- [TASK OBJECTIVE]
Render everything from the line containing "Could you kindly annotate the police car wheel" down to the end of the material as a Markdown table with two columns, Row and Line. Give each row its number and leave out any blank lines.

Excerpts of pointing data
+ + + +
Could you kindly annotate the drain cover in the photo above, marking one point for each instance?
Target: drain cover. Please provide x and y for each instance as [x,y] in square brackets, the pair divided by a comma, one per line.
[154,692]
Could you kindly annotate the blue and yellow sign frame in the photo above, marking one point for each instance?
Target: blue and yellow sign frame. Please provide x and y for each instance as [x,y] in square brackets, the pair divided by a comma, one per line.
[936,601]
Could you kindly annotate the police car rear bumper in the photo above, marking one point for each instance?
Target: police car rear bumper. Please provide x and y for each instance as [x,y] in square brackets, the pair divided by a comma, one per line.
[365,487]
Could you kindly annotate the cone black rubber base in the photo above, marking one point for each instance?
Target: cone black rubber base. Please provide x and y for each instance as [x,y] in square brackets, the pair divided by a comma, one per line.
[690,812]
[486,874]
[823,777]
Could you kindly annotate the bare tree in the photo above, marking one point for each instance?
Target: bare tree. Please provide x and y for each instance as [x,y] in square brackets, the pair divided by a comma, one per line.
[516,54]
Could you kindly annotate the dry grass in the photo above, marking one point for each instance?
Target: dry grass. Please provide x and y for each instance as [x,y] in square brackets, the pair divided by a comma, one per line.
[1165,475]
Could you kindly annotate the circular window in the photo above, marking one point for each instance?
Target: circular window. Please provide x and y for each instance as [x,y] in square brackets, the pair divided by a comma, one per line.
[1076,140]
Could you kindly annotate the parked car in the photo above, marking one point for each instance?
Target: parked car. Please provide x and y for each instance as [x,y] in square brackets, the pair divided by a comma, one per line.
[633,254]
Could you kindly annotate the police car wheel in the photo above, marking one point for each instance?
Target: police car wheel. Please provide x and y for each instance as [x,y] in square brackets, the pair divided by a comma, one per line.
+ + + +
- [REPLY TO THE TASK]
| Row | Line |
|---|---|
| 1 | Could you kindly annotate the police car wheel in the photo above, marking one point for each instance? |
| 2 | Target: police car wheel. Please provide x and y for each instance as [x,y] in square brackets, the pair divided by a comma, one per line. |